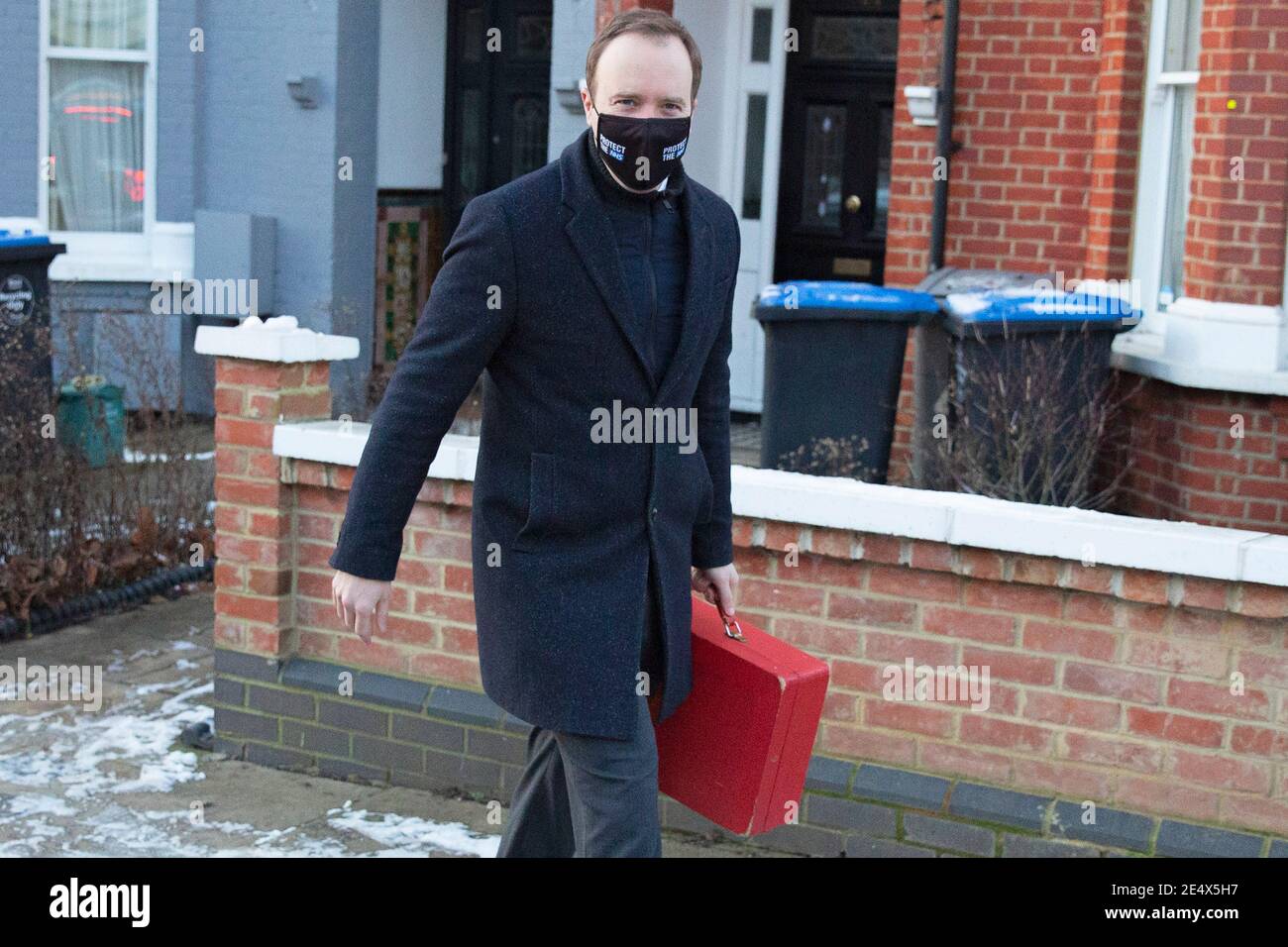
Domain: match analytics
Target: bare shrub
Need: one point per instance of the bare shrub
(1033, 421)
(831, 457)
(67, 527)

* * *

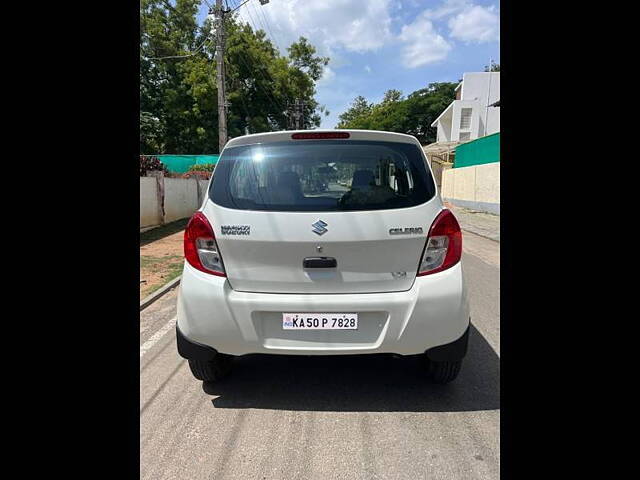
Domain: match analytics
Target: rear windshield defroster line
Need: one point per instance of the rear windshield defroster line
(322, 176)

▸ Task prompt: The answer should consist of every line from the listing above that includes the word "Target".

▸ Problem solution:
Target: bare shrub
Target: rear windshield defroster line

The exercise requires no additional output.